▶ Travail demandé:
1: Indiquez si chacune des affirmations suivantes concorde avec le texte sur la manifestation près de la Banque du Liban, en répondant par oui ou par non et en citant les mots décisifs du texte. (a) La manifestation a été organisée par des partisans du Courant patriotique libre. (b) La résidence de Walid Joumblatt se trouve rue Hamra. (c) Walid Joumblatt a demandé à ses partisans de se retirer.
2: Rédigez la suite du texte sur la manifestation près de la Banque du Liban, à partir de sa dernière phrase.

Jets de bouteilles d’eau, de pierres, de pots de fleurs, bousculades, insultes et cris. Non loin de la Banque du Liban où des partisans du Courant patriotique libre (CPL) ont organisé une manifestation en fin d’après-midi, la tension est vive. Placé sous le slogan : « Il nous est interdit de retirer (de l’argent), est-ce qu’il vous est permis d’en transférer (à l’étranger) ? », le mouvement de protestation a vite fait de céder la place à une confrontation entre des partisans du chef du PSP, Walid Joumblatt, dont la résidence se situe à Clemenceau, soit la rue parallèle à Hamra, et ceux du parti de Gebran Bassil. La tension était telle que le leader druze Walid Joumblatt s’est vu contraint d’intervenir en personne pour demander à ses partisans de se retirer et éviter ainsi que les heurts ne dégénèrent.

▶ Extraits des entrées:

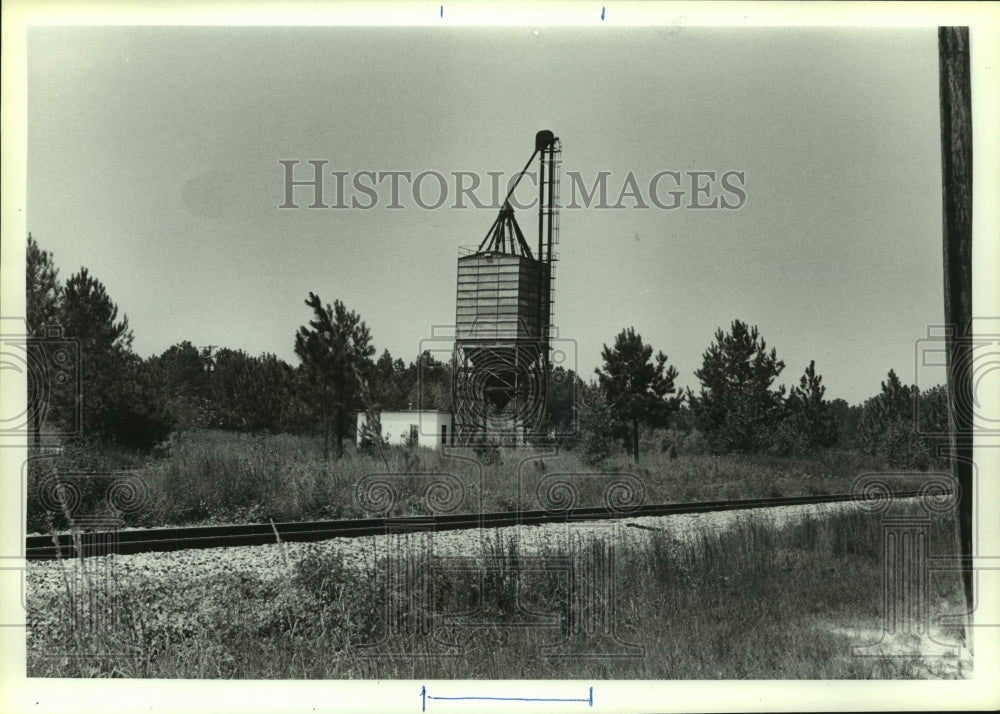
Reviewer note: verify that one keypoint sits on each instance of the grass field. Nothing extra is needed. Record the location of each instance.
(751, 601)
(218, 477)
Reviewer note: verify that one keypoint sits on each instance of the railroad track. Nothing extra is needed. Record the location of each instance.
(127, 542)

▶ Corrigé:
1:
(a) Oui : « des partisans du Courant patriotique libre (CPL) ont organisé une manifestation en fin d’après-midi ».
(b) Non : « dont la résidence se situe à Clemenceau, soit la rue parallèle à Hamra ».
(c) Oui : « s’est vu contraint d’intervenir en personne pour demander à ses partisans de se retirer ».

2:
« Que tout le monde rentre chez lui », a lancé M. Joumblatt devant les caméras postées face à son domicile, non loin du siège de la BDL. « Je suis sous la protection des forces de sécurité », a-t-il ajouté, en expliquant que depuis hier, une information a circulé sur WhatsApp, selon laquelle les manifestants du CPL envisageaient d’attaquer la résidence du leader druze. « Malheureusement, il y a eu de la provocation sur cette application que nous ne pouvons pas contrôler », a-t-il ajouté.
La bousculade s’est déroulée peu après 17h au moment où un convoi du CPL passait rue Clemenceau. Selon des témoins sur place, devant la résidence de M. Joumblatt où ses gardes du corps sont postés, un individu a baissé la vitre pour en sortir une arme qu’il a fait tournoyer de manière à narguer les sentinelles qui se sont ruées sur lui et l’ont battu. L’information n’a pas pu cependant être vérifiée mais a été confirmée en soirée par le député Waël Bou Faour.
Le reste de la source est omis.